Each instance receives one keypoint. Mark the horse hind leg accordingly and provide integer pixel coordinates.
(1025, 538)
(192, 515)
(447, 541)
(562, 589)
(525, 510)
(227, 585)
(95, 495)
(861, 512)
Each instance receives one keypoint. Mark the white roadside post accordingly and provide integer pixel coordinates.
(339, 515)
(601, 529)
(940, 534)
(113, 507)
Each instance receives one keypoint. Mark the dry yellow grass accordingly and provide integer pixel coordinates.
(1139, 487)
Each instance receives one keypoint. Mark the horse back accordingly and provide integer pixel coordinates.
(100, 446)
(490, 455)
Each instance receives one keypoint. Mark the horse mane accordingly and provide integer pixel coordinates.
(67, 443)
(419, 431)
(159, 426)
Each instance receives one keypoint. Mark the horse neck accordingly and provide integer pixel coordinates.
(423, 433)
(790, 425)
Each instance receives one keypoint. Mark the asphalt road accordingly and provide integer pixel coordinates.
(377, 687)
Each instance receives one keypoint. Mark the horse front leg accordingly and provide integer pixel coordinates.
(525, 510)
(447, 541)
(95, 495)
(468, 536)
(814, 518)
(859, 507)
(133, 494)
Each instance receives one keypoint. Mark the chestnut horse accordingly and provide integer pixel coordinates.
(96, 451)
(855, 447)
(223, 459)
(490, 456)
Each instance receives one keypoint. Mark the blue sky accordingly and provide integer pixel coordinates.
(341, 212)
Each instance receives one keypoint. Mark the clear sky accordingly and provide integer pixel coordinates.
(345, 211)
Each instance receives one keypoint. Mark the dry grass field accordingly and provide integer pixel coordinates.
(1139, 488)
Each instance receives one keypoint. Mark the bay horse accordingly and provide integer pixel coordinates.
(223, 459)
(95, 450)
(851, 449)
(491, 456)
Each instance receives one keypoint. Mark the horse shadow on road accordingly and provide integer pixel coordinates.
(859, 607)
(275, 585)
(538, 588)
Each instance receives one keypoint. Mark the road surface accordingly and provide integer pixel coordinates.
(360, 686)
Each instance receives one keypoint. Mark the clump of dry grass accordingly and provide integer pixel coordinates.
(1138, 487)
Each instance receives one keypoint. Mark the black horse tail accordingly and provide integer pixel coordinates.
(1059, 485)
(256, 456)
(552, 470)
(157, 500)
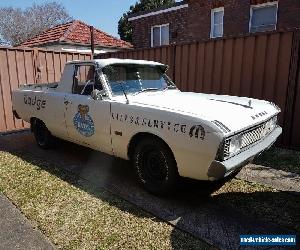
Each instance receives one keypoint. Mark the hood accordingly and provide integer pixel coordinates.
(235, 113)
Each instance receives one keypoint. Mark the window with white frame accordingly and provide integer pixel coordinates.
(217, 17)
(263, 17)
(160, 35)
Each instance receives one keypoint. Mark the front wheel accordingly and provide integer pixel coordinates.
(155, 166)
(42, 135)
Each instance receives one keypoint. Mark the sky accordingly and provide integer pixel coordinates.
(102, 14)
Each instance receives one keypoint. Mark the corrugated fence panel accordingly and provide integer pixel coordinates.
(23, 66)
(255, 66)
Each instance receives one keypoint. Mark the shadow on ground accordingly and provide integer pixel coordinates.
(219, 219)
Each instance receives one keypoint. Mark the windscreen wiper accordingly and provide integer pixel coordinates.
(146, 90)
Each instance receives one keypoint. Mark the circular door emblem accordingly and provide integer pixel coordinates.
(83, 122)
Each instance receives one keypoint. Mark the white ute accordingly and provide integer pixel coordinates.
(132, 110)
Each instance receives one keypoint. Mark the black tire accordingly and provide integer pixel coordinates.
(42, 135)
(155, 166)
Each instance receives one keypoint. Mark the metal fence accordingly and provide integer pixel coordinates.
(20, 66)
(263, 66)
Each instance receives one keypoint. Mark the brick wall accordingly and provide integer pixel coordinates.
(142, 27)
(194, 23)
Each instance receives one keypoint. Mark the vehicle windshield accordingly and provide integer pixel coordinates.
(134, 78)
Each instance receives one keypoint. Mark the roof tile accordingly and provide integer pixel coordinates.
(75, 32)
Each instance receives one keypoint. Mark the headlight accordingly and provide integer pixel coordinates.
(270, 126)
(235, 144)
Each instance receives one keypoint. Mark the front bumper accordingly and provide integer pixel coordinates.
(218, 169)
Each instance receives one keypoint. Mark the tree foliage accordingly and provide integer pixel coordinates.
(17, 25)
(124, 26)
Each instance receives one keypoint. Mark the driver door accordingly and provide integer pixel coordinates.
(87, 120)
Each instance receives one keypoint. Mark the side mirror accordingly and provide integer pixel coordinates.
(96, 94)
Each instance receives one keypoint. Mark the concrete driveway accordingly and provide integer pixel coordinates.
(188, 211)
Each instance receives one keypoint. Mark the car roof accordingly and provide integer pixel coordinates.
(104, 62)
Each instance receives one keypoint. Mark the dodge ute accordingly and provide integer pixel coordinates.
(131, 109)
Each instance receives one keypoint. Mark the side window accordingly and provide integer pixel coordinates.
(85, 80)
(217, 17)
(263, 17)
(160, 35)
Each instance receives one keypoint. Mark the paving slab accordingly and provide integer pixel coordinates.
(16, 232)
(204, 218)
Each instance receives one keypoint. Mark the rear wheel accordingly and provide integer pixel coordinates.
(155, 166)
(42, 135)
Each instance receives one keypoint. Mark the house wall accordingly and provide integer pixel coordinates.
(142, 27)
(194, 22)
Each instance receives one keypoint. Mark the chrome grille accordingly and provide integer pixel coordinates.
(252, 136)
(248, 138)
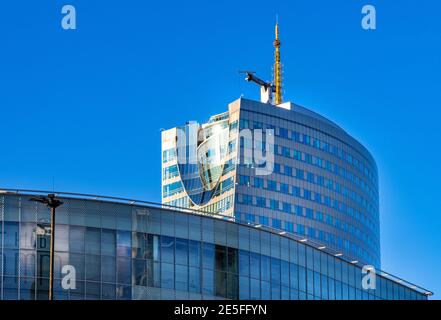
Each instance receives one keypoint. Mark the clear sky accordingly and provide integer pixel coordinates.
(81, 110)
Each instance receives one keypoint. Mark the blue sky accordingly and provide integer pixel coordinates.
(83, 109)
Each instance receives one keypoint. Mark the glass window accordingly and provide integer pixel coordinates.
(93, 267)
(27, 235)
(255, 289)
(232, 286)
(10, 262)
(124, 243)
(93, 241)
(208, 256)
(207, 282)
(221, 284)
(194, 280)
(284, 273)
(244, 288)
(181, 278)
(77, 260)
(167, 249)
(181, 251)
(93, 290)
(232, 260)
(265, 266)
(194, 253)
(108, 242)
(10, 233)
(221, 258)
(61, 238)
(76, 239)
(244, 263)
(140, 272)
(167, 276)
(108, 269)
(124, 270)
(265, 290)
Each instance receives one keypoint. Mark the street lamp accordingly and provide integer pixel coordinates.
(51, 203)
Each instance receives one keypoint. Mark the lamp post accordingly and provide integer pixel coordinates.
(51, 203)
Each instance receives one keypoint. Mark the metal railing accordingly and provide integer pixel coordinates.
(290, 235)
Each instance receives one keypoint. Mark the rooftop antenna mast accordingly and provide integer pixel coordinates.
(277, 82)
(270, 92)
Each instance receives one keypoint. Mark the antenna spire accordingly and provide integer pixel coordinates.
(277, 66)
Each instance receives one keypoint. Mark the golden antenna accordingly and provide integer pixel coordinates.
(277, 66)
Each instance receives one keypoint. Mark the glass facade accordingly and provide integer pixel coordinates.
(323, 186)
(134, 251)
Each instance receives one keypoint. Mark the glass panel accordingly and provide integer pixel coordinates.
(108, 269)
(108, 242)
(93, 241)
(194, 253)
(167, 249)
(181, 251)
(124, 270)
(124, 243)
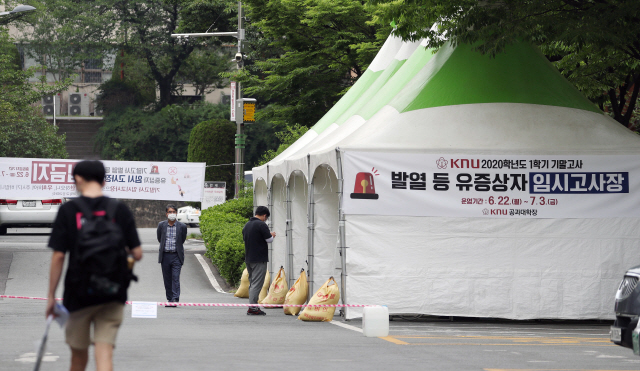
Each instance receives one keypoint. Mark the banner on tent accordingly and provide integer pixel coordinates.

+++++

Instructions to follow:
Starting with the line that holds "Each instance receives one keypoint. Mark the metal railing", retype each line through the last one in the listing above, exactly as written. Do not copy any pictures.

The completed task:
Each instance receives one keypoint. Mark the metal railing accordingly and provide integer pixel coordinates.
(290, 235)
Each instance receives one keypoint. Mark the rooftop antenna mast accordingly and provide integer pixel coordinates.
(277, 82)
(270, 92)
Each instance receives one keypoint. Mark the antenna spire accordingly and provide integer pixel coordinates.
(277, 66)
Each instance receives one keypoint. Mark the golden antenna accordingly and provide integer pixel coordinates.
(277, 66)
Each instance receives one keypoint. Mark the glass facade accordingly and provide integer pixel coordinates.
(323, 186)
(134, 251)
Each instance receives one keypoint. Mark the glass panel accordingly and provide integer pixel coordinates.
(108, 269)
(108, 242)
(93, 241)
(194, 253)
(167, 249)
(181, 251)
(124, 270)
(124, 243)
Each instance receives one keypoint. Mark the banner on tent accordingly and provide integer pixel coordinates.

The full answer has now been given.